• TASK DETAILS:
Find the lines below holding the word "woman" and copy each of them.

-- INPUT MATERIAL follows --

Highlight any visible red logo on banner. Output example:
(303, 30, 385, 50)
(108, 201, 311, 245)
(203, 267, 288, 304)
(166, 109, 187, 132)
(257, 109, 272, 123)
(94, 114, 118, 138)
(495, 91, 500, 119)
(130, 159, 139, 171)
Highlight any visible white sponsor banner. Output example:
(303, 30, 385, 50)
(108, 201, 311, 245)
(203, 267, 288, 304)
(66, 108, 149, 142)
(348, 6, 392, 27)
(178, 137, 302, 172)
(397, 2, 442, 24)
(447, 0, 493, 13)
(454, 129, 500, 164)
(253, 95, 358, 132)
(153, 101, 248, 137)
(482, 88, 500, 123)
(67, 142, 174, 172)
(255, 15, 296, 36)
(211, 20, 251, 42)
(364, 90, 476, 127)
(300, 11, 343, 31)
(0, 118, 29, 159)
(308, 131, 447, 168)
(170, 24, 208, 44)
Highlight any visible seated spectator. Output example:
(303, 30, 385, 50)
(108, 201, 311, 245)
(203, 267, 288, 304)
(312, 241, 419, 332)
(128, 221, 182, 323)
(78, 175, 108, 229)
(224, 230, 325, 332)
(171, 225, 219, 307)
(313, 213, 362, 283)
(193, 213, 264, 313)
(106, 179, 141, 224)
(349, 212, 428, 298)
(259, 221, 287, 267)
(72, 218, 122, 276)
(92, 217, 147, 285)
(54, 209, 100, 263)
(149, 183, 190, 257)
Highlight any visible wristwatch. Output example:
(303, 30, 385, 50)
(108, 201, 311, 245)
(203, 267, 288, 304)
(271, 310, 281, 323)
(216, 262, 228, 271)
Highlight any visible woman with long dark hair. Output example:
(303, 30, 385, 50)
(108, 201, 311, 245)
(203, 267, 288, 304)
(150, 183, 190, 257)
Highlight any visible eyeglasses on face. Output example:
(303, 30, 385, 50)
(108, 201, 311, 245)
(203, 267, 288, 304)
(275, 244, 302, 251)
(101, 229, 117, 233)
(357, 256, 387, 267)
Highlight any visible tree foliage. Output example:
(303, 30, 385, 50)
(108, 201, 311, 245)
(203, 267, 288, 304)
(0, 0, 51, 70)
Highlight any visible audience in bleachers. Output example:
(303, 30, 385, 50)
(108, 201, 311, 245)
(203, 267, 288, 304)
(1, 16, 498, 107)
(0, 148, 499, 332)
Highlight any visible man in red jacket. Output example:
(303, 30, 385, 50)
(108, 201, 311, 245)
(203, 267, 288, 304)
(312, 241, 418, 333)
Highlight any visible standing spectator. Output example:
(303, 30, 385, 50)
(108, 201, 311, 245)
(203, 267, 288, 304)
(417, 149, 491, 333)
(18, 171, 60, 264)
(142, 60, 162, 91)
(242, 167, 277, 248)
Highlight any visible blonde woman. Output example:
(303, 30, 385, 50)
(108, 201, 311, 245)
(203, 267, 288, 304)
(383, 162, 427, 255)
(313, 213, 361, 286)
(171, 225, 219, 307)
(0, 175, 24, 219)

-- INPUT MATERIAL concluded --
-- INPUT MATERIAL follows --

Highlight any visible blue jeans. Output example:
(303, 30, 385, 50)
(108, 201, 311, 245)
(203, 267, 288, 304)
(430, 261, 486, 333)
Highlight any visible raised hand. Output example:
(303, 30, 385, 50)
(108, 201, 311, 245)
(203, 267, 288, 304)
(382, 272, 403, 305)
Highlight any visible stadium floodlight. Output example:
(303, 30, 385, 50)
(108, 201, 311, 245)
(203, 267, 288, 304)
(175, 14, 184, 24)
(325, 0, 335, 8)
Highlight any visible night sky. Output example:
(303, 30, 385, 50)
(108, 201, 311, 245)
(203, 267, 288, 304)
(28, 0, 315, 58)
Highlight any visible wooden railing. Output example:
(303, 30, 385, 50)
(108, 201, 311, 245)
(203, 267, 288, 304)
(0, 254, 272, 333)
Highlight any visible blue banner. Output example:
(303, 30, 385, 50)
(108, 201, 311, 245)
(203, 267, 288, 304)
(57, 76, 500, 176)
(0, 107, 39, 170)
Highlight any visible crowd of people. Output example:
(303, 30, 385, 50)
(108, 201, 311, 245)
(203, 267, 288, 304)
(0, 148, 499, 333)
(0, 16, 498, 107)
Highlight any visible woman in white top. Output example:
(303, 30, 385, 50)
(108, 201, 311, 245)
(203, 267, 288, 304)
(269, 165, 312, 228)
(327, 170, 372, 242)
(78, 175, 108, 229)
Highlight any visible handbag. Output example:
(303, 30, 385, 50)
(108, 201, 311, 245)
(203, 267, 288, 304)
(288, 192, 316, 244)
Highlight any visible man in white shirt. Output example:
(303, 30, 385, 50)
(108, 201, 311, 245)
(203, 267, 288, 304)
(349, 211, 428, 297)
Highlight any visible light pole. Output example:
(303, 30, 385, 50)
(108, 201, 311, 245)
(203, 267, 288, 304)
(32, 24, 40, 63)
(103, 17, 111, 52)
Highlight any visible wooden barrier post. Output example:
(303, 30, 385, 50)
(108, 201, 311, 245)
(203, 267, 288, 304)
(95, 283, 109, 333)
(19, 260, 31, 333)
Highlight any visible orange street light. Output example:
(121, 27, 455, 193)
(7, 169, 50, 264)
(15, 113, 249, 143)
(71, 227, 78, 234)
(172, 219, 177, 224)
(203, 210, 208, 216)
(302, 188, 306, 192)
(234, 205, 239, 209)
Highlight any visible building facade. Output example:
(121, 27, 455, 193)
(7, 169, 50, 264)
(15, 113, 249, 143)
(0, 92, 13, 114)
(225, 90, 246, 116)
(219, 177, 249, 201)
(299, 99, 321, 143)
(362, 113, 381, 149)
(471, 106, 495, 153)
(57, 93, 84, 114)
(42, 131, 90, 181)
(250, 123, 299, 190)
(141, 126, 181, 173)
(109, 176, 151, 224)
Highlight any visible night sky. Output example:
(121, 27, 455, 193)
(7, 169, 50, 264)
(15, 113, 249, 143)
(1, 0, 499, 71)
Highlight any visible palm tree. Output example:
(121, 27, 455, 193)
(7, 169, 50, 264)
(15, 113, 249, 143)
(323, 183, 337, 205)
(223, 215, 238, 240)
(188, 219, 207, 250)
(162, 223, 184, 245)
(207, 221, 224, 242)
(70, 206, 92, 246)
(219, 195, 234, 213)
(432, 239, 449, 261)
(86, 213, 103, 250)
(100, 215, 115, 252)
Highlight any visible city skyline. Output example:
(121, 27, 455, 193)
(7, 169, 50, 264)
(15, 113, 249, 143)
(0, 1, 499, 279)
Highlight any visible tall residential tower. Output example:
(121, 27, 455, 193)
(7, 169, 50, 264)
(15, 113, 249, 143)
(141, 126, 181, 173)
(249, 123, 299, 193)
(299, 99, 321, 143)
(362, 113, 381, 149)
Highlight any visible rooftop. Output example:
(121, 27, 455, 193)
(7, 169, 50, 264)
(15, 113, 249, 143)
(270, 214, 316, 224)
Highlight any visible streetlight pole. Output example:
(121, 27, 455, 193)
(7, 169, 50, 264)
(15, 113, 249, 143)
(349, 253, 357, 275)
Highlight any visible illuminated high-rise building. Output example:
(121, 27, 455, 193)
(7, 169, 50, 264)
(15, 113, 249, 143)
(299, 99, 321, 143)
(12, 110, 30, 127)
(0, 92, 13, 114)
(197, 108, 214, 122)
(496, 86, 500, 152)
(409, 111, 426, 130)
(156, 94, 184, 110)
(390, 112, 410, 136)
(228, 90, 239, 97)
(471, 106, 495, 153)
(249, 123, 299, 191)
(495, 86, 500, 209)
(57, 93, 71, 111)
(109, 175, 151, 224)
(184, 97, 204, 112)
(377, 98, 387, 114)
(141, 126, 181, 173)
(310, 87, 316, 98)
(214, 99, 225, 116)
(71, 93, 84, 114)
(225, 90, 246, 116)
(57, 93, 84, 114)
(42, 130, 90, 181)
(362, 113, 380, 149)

-- INPUT MATERIAL concluded --

• REPLY TO THE EXERCISE:
Highlight any visible woman with long dark hair. Output example:
Highlight any visible blonde woman. Output example:
Highlight any visible woman in white top. Output example:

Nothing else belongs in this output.